[Start of section]

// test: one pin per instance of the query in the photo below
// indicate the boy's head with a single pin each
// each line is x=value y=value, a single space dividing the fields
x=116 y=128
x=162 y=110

[End of section]

- TASK TO COMPLETE: Beginning at the line where "single pin each" appears, extract each line through the end of the data above; keep them exact and include nothing else.

- RESPONSE BELOW:
// indicate the boy's head with a single pin each
// each line is x=value y=value, a single space dividing the fields
x=116 y=128
x=162 y=110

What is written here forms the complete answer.